**Stated problem:** In the material below, pull out the lines beginning at the one that contains "Task: point to each instance of the freight" and running through the end of the material, and reproduce them verbatim.

**Object pointing dataset rows:**
———

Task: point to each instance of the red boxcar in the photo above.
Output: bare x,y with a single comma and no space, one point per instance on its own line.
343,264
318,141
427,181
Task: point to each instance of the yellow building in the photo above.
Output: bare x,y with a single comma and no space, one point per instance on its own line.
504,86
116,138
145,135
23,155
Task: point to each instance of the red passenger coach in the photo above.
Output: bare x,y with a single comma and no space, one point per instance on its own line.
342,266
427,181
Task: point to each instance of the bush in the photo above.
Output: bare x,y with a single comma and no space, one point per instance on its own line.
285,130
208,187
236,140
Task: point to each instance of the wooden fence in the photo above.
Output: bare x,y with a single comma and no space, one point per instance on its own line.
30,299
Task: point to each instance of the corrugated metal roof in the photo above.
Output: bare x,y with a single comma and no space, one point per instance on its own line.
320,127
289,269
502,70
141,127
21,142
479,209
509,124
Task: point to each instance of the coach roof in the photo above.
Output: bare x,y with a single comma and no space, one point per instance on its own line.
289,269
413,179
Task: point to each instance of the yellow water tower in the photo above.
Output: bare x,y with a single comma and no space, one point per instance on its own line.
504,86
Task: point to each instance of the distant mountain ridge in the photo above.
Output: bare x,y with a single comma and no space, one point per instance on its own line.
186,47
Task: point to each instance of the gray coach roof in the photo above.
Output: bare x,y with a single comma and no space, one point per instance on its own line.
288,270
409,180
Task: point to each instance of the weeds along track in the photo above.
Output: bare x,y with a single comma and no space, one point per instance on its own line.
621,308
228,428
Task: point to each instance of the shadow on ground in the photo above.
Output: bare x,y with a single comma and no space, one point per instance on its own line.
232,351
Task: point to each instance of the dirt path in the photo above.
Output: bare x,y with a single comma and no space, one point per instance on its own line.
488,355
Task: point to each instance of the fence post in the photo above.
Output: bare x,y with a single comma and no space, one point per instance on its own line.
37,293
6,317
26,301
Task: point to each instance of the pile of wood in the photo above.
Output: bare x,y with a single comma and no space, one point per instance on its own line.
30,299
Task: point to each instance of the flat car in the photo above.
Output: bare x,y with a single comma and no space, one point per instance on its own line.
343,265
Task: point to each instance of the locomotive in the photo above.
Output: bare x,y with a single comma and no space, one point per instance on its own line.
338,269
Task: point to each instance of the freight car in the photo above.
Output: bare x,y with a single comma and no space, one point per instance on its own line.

———

**Full solution:**
Task: point to each instance of the freight car in the photo above.
Output: bare x,y with a single comma and no space, one point per instance on its own line.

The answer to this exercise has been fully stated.